:: Material provided

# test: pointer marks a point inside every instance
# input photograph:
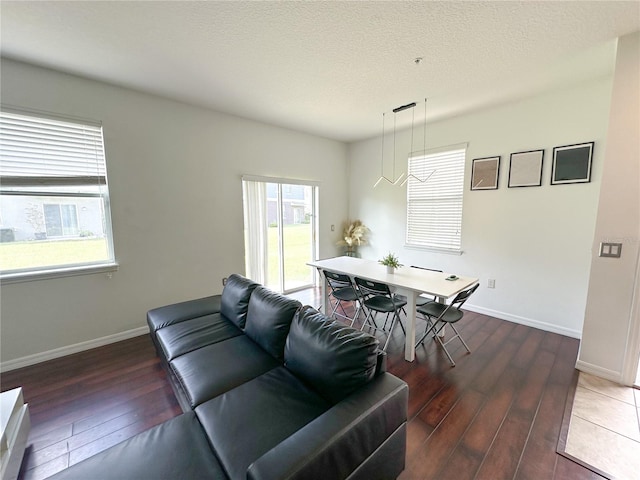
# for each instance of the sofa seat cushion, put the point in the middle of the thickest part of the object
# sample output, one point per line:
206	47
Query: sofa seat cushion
186	336
248	421
177	448
209	371
235	298
268	320
332	358
179	312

::::

### Problem statement
Please rescale the material above by copying every line, requests included, and multiplying each point coordinate in the answers by 2.5, rounded to whole numbers with halves going up. Keep the sample output line unchanged and leave the pictures out of your answer.

### The result
# test: pointer marks a point inside every instance
# input photograph:
# for each instance of the sofa seat cushion, put the point in the middle of the thickest part of the object
# sample output, one point per line:
206	47
Query: sofa seat cushion
465	840
620	1053
443	1120
523	928
588	745
670	800
830	895
448	780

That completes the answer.